Rows from a dataset:
Begin
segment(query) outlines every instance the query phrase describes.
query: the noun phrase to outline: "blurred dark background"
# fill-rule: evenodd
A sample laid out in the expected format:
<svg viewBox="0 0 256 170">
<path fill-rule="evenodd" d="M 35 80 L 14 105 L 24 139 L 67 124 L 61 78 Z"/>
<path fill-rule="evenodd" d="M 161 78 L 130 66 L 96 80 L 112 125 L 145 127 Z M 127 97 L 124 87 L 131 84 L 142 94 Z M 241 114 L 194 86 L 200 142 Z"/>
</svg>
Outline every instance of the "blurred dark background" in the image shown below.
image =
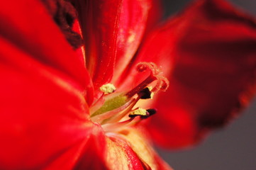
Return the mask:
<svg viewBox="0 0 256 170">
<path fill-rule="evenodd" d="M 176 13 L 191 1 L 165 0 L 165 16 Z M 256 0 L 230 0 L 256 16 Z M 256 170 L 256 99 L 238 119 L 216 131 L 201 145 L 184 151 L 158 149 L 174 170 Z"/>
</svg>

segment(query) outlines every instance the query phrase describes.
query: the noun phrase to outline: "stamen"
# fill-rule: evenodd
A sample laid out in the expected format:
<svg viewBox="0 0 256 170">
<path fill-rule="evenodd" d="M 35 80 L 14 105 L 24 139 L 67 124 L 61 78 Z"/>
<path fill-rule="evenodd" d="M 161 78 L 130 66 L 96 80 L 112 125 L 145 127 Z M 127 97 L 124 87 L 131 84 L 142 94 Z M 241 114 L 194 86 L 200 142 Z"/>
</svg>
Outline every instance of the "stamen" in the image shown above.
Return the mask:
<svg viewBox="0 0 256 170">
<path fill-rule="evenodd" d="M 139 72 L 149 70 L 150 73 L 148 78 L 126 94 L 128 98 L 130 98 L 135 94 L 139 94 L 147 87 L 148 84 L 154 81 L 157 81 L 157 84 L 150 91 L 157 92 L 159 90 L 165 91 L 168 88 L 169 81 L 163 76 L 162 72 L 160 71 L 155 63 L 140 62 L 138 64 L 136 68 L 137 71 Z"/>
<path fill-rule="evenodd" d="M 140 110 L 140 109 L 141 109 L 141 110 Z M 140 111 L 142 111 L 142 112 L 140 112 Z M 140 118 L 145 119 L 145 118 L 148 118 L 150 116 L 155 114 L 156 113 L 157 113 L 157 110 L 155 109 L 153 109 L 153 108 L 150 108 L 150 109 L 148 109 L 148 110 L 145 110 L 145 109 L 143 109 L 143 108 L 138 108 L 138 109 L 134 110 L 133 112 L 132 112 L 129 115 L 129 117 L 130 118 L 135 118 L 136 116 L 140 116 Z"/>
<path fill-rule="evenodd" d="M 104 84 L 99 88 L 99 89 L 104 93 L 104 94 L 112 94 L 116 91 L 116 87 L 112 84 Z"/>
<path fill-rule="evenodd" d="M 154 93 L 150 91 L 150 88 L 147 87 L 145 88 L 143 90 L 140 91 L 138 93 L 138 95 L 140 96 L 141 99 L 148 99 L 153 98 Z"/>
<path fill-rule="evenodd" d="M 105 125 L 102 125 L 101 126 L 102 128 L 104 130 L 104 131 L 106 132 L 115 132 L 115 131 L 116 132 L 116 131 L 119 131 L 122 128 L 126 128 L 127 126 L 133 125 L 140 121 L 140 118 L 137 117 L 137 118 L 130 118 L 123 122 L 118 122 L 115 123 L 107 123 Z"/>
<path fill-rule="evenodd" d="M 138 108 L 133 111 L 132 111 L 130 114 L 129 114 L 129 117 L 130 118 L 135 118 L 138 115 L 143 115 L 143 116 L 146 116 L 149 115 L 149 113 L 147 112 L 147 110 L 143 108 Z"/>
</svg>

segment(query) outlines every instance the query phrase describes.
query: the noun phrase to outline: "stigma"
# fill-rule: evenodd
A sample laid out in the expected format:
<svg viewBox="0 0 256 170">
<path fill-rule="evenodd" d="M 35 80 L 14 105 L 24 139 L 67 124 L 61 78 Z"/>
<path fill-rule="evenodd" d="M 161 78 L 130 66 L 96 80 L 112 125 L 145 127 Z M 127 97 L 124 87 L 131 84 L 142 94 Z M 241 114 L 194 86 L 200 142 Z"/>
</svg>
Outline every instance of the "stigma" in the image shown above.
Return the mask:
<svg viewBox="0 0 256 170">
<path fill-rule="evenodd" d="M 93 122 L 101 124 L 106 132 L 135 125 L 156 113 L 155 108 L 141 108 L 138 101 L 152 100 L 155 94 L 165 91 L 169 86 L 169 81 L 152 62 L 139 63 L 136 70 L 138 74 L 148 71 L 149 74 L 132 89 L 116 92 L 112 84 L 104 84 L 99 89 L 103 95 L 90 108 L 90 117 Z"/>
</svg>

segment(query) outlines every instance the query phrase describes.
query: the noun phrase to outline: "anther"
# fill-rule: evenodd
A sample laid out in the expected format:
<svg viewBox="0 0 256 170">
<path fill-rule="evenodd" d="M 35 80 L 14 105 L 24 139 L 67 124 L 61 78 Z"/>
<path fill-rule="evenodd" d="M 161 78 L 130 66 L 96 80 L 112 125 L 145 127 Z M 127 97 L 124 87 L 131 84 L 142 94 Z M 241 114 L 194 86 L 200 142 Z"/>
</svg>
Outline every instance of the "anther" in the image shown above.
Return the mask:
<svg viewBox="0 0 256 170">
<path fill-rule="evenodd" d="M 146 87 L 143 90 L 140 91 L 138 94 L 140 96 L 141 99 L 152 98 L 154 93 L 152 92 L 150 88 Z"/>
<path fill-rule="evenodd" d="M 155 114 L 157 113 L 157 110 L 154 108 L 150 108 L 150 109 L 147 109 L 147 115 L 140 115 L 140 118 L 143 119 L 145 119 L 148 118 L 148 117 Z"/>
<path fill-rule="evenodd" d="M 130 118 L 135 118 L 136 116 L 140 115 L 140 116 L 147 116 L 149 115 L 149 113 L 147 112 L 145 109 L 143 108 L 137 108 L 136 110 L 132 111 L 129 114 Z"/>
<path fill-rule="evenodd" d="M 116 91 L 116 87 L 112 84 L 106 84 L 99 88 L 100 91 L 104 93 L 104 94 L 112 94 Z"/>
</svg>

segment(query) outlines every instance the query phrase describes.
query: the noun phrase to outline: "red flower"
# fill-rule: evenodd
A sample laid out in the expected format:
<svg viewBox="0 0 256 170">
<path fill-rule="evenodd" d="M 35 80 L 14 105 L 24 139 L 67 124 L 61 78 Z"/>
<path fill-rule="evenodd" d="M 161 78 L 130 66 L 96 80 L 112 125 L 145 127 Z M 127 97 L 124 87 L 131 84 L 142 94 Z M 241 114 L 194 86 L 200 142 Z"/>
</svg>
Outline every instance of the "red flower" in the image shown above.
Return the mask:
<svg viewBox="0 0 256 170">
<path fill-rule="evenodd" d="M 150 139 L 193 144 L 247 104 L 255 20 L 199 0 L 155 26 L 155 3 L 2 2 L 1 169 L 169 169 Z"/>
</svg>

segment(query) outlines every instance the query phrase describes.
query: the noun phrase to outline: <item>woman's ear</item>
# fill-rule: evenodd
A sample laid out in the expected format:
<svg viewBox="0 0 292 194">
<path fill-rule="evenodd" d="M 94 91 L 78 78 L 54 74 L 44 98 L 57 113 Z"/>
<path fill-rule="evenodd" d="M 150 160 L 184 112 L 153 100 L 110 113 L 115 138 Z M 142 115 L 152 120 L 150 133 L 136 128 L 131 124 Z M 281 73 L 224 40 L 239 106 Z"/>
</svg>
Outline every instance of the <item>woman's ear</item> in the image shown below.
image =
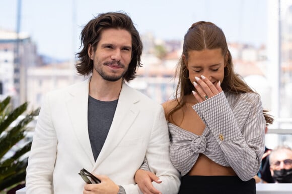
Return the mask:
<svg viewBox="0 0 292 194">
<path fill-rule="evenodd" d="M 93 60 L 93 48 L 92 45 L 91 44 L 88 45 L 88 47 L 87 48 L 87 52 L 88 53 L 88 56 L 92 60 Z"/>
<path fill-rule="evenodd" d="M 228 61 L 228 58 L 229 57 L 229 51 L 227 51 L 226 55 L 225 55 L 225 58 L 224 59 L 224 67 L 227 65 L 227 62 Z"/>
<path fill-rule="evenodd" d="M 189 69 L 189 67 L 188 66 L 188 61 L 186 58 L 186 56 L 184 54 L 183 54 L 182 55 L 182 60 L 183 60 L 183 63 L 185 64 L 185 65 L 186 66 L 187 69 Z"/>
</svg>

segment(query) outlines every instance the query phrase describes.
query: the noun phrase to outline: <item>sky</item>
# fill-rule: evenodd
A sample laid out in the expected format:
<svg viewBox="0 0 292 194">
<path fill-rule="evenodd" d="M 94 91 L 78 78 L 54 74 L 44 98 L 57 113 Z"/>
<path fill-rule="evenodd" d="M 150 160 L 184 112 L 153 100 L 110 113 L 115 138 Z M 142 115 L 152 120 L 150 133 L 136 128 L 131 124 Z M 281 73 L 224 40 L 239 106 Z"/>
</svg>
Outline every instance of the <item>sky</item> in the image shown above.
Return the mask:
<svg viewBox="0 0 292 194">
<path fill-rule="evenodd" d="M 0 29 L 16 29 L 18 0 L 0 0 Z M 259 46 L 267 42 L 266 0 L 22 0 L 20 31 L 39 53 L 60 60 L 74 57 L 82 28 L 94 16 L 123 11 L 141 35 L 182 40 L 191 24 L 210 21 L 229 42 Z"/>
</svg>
End
Begin
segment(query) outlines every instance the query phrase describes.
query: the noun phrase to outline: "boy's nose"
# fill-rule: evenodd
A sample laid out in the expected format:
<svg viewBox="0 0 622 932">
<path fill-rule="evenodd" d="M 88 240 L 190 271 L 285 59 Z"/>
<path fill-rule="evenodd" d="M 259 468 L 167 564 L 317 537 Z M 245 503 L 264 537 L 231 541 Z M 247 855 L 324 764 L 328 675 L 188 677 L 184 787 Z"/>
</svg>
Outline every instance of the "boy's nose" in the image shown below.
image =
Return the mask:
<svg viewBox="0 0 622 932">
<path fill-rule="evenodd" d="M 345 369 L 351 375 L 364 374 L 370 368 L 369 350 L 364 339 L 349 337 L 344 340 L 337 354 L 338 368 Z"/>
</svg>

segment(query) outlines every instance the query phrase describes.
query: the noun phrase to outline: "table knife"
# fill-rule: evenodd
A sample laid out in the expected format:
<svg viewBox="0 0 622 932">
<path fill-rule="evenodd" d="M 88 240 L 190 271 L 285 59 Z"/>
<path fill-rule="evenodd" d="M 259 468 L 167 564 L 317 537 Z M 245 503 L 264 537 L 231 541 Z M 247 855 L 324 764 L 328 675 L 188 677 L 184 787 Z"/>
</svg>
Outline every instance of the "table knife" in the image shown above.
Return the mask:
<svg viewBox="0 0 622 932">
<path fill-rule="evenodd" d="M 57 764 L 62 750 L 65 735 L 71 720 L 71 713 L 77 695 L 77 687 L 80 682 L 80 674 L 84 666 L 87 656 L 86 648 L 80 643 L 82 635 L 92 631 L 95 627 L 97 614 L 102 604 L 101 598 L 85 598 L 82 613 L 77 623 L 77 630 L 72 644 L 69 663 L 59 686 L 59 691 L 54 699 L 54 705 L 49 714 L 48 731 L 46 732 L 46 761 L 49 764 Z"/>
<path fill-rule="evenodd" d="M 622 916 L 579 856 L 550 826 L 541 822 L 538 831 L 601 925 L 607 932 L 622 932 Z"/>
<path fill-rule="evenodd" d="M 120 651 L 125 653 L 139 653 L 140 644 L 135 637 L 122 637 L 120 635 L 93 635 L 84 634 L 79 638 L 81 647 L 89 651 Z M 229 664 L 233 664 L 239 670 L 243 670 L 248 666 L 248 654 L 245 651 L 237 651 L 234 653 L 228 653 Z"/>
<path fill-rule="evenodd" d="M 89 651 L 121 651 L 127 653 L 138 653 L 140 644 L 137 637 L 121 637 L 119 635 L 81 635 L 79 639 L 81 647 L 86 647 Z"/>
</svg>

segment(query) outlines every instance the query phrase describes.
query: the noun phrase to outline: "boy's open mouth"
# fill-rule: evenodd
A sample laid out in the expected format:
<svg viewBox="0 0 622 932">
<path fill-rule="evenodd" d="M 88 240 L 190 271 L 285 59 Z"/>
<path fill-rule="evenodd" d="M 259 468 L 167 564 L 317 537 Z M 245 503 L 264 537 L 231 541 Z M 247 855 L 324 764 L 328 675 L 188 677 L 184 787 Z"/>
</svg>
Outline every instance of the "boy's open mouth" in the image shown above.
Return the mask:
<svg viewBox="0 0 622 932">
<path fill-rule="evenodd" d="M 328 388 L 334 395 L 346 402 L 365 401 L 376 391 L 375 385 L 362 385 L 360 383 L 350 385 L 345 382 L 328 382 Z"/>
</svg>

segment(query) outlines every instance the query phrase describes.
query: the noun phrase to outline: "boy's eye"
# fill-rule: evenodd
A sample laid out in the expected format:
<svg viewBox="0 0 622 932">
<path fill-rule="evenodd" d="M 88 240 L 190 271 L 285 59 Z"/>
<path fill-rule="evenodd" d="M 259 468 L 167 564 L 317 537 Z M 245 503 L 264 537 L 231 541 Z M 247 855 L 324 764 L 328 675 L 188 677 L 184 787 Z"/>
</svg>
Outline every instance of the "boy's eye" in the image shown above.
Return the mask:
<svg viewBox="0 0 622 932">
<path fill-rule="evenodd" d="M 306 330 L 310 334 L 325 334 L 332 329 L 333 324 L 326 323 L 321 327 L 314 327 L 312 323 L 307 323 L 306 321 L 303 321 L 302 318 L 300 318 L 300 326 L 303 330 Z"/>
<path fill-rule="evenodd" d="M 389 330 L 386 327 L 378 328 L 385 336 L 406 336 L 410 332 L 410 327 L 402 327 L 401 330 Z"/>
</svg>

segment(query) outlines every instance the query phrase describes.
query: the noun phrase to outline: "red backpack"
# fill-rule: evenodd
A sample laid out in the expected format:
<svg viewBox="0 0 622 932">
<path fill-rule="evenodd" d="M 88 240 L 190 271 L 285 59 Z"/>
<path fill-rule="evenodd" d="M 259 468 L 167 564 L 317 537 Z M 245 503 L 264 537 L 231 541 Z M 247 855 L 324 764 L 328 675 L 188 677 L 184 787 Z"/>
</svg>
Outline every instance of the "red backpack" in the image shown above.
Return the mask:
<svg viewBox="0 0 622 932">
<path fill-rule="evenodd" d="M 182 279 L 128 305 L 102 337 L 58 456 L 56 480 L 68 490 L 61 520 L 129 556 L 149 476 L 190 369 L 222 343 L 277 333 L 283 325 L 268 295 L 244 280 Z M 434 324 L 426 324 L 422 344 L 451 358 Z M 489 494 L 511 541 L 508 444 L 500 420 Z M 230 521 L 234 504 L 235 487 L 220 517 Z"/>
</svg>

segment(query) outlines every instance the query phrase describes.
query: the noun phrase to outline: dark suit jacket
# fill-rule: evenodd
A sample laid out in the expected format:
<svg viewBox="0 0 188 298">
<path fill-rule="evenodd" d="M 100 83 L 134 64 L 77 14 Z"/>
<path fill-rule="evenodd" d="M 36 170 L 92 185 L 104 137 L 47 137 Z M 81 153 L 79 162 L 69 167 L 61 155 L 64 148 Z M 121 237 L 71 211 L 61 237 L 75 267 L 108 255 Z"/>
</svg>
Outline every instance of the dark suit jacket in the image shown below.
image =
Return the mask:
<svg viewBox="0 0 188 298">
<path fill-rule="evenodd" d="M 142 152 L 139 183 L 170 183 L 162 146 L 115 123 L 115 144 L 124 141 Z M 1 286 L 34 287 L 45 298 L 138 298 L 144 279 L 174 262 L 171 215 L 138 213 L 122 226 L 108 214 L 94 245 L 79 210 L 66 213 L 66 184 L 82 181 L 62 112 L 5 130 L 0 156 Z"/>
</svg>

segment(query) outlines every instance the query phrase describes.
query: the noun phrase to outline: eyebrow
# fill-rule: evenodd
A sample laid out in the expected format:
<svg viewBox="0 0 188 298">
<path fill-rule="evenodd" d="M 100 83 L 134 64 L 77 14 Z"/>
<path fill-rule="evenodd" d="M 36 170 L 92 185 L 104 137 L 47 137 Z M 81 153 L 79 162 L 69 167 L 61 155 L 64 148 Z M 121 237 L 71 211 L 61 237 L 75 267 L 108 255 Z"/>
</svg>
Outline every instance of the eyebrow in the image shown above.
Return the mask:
End
TASK PROMPT ▸ Gather every line of the listing that contains the string "backpack", treating case as significant.

EXERCISE RESPONSE ▸
query: the noun phrase to outline: "red backpack"
Outline every instance of the "red backpack" in the image shown above.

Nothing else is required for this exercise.